> ZIEL A
Bearbeite den Text zum Wohnungsbau: Schreib alles von „Weiterbauen um jeden“ bis hinunter zu „aktuell deutlich wird.“ noch einmal ab und setz dabei „Kreditzinsen“ an die Stelle von „Bauzinsen“.
> ZIEL B
Welche Personen werden im Text zum Wohnungsbau mit Namen genannt? Zähl alle auf.
═══ TEXTAUSZUG
Weiterbauen um jeden Preis?

Katinka Corts
22. November 2023
Foto: © Aleksandar Pasaric

In deutschen Städten mangelt es an günstigem Wohnraum. Das hehre Ziel, mit schnellem Bauen und vereinfachten Verfahren diesem Problem zu begegnen, hat sich mit den Materialengpässen, den Kostensteigerungen und den gestiegenen Bauzinsen vorerst verflüchtigt. Zugleich verliert die Regierung, wenn sie die Klimaanforderungen beim Bauen zugunsten eines billigeren Bauens reduziert, die eigenen Ziele zur Reduzierung des CO2-Ausstoßes aus den Augen. Die Positionen der regierenden Parteien und der Akteure der Bauwirtschaft gehen teilweise weit auseinander, wie aktuell deutlich wird.

Beim Halbzeit-Wahlcheck der Heilbronner Stimme hatte sich Bundeskanzler Olaf Scholz vergangene Woche den Fragen des Chefredakteurs Uwe Ralf Heer gestellt und sprach sich dafür aus, neue Stadtteile als Erweiterung von Ballungsgebieten zu planen. Wenn nicht genug Bauland vorhanden sei, brauche es politische Verabredungen, bundesweit mehr Flächen auszuweisen und höheres Bauen zu erlauben, wo es bislang begrenzt wird. »Wir brauchen wahrscheinlich 20 neue Stadtteile in den meistgefragten Städten und Regionen«, so Scholz. Inzwischen hätten zwar viele erklärt, dass keine neuen Stadteile mehr entstehen sollen. Scholz: »Ich sage: Doch, das wird wohl gelegentlich erforderlich sein.« Die von ihm geforderte Neubewertung in dieser Frage führte bei Fachleuten und zahlreichen Parteiangehörigen der Grünen und der SPD zu Unverständnis.
══════
═══ VORLIEGENDES MATERIAL
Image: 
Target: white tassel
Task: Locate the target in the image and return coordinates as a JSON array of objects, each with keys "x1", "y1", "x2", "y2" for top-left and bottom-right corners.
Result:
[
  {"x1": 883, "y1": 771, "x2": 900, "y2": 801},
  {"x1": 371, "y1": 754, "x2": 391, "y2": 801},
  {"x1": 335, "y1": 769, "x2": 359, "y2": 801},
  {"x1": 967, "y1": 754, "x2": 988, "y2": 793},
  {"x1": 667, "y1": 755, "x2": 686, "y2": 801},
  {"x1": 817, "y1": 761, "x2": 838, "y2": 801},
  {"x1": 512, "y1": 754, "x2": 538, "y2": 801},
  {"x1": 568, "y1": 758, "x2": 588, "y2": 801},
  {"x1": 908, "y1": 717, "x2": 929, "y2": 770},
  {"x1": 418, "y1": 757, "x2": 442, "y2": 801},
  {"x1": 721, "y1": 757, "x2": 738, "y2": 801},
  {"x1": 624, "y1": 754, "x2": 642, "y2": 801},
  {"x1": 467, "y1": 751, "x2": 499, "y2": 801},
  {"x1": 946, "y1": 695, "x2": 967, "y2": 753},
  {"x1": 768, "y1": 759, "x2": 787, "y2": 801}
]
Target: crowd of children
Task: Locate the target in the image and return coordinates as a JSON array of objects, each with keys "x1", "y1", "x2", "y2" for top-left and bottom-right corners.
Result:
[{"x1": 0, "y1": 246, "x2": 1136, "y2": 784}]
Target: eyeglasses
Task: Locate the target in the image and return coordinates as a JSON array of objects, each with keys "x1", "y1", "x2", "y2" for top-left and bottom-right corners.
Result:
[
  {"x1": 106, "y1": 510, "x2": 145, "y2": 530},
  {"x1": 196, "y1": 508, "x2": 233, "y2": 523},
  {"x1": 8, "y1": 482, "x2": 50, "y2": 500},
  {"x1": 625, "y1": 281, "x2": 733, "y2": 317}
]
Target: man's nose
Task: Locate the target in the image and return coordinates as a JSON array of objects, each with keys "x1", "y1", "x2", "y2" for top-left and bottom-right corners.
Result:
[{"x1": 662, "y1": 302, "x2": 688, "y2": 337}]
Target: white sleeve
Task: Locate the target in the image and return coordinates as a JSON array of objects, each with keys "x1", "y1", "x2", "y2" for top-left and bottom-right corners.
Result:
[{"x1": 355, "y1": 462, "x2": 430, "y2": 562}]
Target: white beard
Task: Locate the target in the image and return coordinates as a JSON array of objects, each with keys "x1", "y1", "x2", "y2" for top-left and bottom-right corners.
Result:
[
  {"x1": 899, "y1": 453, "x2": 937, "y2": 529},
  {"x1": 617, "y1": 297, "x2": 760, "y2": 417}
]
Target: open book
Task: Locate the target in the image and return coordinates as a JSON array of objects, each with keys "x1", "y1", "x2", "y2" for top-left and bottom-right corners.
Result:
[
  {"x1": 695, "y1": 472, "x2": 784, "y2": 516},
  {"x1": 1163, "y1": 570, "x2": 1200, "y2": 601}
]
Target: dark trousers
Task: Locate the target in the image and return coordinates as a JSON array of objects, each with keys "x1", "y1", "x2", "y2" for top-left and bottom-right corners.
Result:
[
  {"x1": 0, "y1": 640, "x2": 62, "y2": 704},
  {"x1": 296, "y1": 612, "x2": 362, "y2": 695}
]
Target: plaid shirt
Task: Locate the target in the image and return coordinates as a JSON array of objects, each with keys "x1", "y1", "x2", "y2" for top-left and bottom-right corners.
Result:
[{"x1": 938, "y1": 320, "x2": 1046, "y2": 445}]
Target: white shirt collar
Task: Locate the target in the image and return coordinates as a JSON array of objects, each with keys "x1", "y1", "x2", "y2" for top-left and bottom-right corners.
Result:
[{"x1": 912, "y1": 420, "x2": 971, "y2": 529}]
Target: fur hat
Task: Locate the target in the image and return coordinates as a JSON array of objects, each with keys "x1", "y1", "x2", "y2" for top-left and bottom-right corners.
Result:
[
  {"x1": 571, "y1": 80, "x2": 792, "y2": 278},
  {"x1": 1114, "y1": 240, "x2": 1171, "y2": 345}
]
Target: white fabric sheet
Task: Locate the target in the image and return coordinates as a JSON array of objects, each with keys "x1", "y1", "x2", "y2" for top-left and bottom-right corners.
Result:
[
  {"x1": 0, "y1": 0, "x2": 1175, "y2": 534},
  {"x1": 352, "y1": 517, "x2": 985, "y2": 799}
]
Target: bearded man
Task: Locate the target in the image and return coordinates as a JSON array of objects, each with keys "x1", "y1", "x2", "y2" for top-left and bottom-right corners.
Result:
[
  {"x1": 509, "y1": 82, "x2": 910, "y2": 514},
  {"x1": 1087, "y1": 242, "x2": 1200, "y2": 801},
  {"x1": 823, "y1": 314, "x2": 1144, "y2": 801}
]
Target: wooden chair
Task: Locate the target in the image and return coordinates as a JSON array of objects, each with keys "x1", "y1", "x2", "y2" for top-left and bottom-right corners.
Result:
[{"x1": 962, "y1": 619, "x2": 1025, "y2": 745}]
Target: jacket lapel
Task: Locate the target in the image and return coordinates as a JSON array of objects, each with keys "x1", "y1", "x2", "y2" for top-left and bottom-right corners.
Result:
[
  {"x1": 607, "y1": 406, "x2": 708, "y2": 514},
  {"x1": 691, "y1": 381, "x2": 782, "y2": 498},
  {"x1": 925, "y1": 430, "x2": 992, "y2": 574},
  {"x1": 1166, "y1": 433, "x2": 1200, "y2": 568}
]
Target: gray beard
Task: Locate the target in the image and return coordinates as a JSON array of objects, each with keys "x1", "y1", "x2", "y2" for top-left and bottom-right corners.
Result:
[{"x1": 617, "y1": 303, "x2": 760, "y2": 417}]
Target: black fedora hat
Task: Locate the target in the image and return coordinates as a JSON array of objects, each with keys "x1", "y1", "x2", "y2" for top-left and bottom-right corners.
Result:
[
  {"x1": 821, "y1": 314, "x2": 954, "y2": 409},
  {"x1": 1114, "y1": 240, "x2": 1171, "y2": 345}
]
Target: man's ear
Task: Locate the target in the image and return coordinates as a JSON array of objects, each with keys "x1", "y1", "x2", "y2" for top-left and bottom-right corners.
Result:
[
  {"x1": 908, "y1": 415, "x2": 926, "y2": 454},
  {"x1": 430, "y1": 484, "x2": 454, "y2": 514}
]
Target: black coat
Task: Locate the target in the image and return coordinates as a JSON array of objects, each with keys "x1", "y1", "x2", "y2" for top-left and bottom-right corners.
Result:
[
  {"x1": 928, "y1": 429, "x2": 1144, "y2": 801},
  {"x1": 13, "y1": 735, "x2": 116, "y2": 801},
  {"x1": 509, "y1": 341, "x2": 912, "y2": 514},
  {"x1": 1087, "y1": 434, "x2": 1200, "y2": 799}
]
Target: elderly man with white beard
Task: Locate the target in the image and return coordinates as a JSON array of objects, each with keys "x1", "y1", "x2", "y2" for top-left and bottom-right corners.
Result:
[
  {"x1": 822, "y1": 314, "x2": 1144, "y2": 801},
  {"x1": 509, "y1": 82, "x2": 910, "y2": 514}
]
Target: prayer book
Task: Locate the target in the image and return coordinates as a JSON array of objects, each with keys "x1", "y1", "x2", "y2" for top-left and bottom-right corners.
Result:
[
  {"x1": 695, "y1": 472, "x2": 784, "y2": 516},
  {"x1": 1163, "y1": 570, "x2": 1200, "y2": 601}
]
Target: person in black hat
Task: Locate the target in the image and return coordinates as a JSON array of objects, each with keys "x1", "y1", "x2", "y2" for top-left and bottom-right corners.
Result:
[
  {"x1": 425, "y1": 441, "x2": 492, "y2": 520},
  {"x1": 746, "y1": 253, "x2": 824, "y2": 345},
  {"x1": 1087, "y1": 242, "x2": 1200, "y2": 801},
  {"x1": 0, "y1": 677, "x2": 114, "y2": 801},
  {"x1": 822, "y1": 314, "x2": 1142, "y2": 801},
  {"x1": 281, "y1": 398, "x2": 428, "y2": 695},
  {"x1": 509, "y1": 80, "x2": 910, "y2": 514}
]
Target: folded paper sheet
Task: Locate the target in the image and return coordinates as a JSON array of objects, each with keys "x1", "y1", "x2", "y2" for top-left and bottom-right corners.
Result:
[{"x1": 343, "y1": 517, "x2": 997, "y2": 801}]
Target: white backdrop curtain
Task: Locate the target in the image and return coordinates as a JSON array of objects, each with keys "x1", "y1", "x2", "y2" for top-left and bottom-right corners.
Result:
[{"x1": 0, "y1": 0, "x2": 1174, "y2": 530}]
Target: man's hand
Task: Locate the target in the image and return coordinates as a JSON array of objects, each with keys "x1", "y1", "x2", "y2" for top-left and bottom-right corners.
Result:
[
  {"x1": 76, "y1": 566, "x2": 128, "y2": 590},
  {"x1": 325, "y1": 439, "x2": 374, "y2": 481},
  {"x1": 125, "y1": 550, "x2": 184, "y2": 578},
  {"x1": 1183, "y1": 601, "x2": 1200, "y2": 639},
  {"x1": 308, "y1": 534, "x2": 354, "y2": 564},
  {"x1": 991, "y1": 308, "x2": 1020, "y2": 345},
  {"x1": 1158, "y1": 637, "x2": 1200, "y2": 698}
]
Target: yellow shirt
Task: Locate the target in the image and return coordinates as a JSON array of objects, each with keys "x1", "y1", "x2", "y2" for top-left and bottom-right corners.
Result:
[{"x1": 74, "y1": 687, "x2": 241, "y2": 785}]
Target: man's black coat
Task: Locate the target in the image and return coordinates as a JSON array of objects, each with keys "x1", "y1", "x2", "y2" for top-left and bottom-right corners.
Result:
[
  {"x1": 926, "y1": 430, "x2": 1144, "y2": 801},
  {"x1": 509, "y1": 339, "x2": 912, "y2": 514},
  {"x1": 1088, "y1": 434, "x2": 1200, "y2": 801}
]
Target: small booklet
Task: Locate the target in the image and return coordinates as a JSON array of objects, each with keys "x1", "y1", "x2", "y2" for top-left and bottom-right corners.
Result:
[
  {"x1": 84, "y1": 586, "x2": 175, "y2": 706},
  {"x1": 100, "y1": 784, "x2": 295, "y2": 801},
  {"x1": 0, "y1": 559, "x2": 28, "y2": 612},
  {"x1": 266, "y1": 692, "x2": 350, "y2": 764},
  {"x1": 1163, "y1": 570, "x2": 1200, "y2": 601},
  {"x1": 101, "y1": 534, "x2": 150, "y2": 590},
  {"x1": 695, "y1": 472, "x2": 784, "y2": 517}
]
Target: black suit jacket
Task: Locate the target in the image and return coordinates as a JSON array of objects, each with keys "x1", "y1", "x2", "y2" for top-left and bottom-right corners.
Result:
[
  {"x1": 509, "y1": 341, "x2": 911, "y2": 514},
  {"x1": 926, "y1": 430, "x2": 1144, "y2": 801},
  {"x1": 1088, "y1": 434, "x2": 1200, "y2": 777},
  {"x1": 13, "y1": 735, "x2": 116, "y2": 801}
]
══════
> ERWARTETE ANTWORT A
Weiterbauen um jeden Preis?

Katinka Corts
22. November 2023
Foto: © Aleksandar Pasaric

In deutschen Städten mangelt es an günstigem Wohnraum. Das hehre Ziel, mit schnellem Bauen und vereinfachten Verfahren diesem Problem zu begegnen, hat sich mit den Materialengpässen, den Kostensteigerungen und den gestiegenen Kreditzinsen vorerst verflüchtigt. Zugleich verliert die Regierung, wenn sie die Klimaanforderungen beim Bauen zugunsten eines billigeren Bauens reduziert, die eigenen Ziele zur Reduzierung des CO2-Ausstoßes aus den Augen. Die Positionen der regierenden Parteien und der Akteure der Bauwirtschaft gehen teilweise weit auseinander, wie aktuell deutlich wird.

> ERWARTETE ANTWORT B
Katinka Corts, Aleksandar Pasaric, Olaf Scholz, Uwe Ralf Heer